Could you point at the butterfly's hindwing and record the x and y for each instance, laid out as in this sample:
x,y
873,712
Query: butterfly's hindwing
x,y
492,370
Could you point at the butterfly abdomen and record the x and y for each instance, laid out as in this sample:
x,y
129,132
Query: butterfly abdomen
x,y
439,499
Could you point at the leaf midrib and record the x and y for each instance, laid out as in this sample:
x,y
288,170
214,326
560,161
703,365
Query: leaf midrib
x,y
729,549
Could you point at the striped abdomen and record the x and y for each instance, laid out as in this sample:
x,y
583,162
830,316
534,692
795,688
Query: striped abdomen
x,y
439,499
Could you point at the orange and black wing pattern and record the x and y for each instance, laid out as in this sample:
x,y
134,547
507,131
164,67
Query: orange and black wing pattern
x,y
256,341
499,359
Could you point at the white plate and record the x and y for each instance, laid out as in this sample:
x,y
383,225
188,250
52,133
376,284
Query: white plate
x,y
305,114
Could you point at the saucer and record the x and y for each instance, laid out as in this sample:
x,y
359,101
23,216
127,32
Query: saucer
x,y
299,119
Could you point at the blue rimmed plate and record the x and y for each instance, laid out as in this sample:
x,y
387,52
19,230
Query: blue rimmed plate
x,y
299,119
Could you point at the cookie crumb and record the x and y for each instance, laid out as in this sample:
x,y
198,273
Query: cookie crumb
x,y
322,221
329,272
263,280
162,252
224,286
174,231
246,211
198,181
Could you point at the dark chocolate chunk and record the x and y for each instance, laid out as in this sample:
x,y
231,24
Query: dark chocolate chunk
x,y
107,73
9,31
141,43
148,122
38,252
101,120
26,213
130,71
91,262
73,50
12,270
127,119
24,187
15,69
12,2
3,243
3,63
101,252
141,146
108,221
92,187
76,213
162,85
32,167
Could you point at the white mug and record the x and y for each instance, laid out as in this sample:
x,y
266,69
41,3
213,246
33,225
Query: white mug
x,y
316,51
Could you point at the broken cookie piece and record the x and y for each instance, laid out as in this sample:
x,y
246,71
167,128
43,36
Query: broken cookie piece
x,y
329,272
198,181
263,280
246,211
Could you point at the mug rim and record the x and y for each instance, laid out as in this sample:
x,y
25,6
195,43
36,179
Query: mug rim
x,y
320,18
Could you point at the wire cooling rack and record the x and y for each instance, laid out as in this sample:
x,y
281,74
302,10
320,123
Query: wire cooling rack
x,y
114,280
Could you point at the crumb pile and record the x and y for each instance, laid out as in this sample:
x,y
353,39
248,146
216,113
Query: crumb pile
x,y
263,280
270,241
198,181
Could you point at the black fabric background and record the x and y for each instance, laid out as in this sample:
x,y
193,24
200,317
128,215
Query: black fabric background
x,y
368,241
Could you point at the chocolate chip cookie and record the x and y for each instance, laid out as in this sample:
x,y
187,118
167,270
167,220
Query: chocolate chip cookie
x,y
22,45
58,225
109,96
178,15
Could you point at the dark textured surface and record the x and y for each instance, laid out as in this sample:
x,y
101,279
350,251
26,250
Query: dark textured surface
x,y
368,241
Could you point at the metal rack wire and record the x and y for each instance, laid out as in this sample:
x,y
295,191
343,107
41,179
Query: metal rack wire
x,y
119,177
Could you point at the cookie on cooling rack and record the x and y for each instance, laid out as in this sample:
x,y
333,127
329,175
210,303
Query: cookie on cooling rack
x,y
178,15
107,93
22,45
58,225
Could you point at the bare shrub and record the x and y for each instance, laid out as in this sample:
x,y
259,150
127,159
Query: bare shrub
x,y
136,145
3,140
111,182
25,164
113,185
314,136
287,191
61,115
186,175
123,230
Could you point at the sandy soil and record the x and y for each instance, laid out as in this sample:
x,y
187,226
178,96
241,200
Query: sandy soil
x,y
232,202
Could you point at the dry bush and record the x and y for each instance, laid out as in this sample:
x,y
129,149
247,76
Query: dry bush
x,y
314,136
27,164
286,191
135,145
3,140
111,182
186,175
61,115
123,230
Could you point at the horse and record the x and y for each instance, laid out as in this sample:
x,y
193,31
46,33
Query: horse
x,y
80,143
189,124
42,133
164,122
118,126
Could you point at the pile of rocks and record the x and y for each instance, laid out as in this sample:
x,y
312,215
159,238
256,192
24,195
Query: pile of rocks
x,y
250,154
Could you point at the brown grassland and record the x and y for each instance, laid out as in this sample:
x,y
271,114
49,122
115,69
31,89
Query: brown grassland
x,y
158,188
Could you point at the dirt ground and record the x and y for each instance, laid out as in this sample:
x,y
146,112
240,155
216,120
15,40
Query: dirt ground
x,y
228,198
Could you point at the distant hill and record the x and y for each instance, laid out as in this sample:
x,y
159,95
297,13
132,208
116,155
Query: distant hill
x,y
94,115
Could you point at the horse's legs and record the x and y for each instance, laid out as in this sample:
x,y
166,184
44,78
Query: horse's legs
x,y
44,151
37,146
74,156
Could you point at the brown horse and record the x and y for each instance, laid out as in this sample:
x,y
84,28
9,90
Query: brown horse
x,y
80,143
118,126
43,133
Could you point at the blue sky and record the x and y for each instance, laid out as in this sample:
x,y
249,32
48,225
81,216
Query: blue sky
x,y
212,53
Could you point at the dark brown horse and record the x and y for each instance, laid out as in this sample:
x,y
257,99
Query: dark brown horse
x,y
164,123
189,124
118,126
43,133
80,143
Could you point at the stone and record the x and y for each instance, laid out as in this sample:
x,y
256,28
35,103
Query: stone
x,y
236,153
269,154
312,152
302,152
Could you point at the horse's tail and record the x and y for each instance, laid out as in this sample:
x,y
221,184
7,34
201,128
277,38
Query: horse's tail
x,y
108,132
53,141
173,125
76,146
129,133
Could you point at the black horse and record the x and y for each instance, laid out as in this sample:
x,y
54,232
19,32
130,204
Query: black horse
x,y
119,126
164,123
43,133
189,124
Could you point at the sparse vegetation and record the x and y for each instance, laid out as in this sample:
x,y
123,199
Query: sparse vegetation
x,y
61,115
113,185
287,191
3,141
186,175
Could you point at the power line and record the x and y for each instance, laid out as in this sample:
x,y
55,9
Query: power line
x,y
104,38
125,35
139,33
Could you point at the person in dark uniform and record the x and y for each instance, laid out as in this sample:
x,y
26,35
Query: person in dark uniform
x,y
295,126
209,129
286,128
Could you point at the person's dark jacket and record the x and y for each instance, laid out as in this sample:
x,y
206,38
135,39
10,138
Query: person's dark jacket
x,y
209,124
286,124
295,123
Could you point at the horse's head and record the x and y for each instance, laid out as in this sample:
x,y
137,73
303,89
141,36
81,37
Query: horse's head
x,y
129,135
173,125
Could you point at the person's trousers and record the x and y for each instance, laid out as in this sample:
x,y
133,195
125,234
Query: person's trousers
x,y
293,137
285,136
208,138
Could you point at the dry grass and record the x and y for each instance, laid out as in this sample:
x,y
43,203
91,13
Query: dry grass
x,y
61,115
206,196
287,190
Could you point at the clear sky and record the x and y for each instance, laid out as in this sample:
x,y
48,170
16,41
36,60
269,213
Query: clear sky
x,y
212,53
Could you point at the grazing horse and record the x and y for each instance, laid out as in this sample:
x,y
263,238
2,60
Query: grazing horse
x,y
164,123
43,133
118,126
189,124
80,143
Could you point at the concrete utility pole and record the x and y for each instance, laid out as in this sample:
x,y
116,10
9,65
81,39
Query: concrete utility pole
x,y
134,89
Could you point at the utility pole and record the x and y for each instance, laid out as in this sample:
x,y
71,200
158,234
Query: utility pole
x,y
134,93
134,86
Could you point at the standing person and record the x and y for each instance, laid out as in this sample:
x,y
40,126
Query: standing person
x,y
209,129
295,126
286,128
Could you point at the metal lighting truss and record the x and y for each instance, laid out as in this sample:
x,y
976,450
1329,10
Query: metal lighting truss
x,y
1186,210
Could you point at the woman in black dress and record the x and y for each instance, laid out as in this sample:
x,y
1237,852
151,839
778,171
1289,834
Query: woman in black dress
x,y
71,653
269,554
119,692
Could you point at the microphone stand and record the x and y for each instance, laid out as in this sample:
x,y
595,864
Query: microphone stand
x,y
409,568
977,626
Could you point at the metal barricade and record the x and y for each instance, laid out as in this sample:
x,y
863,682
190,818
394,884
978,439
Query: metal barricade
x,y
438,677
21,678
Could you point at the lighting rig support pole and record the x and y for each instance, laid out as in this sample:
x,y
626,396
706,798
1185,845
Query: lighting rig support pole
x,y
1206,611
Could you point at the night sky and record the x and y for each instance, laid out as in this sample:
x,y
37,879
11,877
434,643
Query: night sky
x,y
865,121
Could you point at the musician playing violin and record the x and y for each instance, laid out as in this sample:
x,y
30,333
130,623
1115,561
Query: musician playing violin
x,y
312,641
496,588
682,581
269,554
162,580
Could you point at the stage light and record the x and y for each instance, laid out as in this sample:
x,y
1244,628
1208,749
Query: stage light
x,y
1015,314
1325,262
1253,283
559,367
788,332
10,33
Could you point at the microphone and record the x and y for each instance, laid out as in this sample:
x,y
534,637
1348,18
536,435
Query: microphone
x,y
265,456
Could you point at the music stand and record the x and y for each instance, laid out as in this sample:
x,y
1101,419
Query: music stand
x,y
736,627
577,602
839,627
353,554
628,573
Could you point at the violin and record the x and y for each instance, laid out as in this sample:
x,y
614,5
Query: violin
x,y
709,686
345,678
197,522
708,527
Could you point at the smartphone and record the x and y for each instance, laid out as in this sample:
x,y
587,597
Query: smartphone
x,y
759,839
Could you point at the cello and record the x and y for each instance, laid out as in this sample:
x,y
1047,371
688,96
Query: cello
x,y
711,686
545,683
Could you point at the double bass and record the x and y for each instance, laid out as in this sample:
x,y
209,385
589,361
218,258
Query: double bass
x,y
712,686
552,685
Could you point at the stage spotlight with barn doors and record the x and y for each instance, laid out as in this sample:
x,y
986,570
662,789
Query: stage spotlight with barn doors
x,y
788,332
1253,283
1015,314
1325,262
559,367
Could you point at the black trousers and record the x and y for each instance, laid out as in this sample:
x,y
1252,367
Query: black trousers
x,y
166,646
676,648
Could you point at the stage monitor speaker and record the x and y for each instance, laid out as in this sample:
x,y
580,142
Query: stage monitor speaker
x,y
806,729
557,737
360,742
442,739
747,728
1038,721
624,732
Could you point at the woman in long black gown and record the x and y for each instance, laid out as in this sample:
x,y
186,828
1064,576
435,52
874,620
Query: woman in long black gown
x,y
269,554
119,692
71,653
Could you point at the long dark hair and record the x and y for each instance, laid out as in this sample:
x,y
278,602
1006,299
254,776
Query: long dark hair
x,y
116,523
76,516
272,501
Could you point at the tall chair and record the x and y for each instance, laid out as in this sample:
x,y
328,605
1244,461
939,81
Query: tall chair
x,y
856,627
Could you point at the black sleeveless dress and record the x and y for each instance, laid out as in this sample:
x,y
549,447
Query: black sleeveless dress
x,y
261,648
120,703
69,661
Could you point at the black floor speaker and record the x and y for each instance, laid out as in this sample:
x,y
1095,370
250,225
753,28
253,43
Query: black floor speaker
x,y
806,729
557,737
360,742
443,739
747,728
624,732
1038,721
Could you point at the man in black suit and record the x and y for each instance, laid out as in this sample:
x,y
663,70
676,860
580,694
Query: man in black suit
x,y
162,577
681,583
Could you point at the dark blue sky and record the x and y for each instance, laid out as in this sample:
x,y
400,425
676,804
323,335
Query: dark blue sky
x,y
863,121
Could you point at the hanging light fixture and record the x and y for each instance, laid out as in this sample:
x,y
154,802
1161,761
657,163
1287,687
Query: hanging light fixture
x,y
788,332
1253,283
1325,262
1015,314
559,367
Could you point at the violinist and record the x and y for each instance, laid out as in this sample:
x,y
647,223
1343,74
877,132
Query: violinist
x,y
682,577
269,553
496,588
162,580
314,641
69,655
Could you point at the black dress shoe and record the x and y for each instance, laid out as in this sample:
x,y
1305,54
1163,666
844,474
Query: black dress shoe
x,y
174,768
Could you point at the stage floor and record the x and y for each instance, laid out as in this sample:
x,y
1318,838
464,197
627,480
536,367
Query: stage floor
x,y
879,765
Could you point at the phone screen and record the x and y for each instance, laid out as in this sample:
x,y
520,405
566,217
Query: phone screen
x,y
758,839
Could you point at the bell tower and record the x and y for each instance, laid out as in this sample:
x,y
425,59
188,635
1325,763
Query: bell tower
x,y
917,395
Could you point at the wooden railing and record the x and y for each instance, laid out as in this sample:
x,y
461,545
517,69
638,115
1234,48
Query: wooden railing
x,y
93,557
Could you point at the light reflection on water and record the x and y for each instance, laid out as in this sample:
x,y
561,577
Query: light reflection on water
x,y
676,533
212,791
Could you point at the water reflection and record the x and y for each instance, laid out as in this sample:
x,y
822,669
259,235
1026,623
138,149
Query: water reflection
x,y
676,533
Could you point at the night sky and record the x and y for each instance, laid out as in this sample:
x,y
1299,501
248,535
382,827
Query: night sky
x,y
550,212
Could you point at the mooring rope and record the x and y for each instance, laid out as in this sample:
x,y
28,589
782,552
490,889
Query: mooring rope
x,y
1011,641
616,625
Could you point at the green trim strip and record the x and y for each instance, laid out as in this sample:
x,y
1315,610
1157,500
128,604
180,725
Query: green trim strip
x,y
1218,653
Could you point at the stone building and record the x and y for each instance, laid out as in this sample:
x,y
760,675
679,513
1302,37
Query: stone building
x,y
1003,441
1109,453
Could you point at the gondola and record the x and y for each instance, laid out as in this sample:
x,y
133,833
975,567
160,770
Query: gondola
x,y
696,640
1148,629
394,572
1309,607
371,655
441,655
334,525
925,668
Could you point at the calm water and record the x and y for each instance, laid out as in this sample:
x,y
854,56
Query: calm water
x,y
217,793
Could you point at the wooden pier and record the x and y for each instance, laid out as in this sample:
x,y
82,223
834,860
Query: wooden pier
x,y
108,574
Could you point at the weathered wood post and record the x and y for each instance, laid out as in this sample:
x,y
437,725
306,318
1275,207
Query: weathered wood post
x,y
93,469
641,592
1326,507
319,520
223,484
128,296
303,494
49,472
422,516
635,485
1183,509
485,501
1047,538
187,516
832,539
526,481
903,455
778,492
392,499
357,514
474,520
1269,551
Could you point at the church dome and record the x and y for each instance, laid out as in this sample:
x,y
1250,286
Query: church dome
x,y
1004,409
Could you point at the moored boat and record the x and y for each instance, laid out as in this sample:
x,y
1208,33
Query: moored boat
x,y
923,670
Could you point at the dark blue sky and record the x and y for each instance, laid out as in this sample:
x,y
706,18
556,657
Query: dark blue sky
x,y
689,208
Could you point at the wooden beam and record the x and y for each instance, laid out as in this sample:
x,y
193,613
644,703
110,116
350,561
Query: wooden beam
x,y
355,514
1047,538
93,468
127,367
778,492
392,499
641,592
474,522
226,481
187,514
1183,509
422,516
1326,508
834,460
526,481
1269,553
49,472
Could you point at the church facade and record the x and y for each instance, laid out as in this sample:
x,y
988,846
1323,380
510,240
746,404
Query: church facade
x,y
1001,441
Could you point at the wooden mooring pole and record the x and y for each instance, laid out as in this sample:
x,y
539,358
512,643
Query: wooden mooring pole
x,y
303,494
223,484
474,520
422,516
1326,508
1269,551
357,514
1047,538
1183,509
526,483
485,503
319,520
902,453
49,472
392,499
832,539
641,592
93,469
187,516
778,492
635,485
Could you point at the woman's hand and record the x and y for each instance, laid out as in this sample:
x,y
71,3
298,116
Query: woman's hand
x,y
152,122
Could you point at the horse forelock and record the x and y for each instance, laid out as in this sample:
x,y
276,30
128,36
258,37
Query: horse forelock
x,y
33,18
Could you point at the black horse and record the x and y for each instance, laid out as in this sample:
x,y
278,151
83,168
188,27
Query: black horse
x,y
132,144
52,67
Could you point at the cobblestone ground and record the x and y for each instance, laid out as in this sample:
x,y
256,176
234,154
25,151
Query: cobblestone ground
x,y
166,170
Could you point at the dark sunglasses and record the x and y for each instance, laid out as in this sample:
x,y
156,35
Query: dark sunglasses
-*-
• Directions for this task:
Could you copy out every line in the listing where the word "sunglasses" appears?

• Response to the exercise:
Could you point at the dark sunglasses and record the x and y for each instance, laid out as in this sample:
Query: dark sunglasses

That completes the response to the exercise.